Return the whole listing below word for word, with every line kept.

-.-.-

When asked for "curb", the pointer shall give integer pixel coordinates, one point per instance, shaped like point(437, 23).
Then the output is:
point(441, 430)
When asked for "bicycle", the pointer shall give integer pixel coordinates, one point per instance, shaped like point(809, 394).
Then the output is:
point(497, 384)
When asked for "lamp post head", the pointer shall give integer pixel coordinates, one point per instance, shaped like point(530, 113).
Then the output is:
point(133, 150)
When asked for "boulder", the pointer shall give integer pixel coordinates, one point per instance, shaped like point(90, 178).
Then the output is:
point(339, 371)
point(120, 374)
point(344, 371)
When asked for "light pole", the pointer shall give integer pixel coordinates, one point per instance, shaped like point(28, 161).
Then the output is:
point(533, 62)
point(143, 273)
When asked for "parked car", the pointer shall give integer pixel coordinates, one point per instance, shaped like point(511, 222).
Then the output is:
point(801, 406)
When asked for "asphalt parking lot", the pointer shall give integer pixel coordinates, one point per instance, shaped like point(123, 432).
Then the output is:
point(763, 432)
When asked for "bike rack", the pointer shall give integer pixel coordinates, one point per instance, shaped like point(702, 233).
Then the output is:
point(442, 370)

-.-.-

= Completed exercise =
When asked for "curb", the pointer shall give integer pixel coordinates, one point per instance, shaped like point(437, 23).
Then the output is:
point(441, 430)
When asked for "bicycle", the pointer shall give integer pixel coordinates, one point per instance, shaped like point(809, 394).
Then the output is:
point(497, 384)
When asked for "lamp post head", the pointer shall give integer pixel coordinates, one point per instance, shaped like point(530, 113).
Then the output is:
point(133, 150)
When asked for "boulder", the pointer shall give integer pixel coordinates, one point per instance, shaped like point(90, 178).
Then the output is:
point(339, 371)
point(120, 374)
point(344, 371)
When asked for "light pole", the pointer shall give integer pixel coordinates, one point per instance, shaped like point(28, 161).
Then the output is:
point(533, 62)
point(143, 273)
When asked for "parked car", the pointer shall give integer pixel coordinates, one point per instance, shaped like point(511, 222).
Then the output is:
point(801, 406)
When asked for "asphalt parking lot", the pointer shall give integer pixel coordinates, one point per instance, shaped like point(123, 432).
Then the output is:
point(763, 432)
When asked for "bike rack", the pointer shall give integer pixel coordinates, one point per instance, shaped like point(702, 233).
Then the output is:
point(442, 370)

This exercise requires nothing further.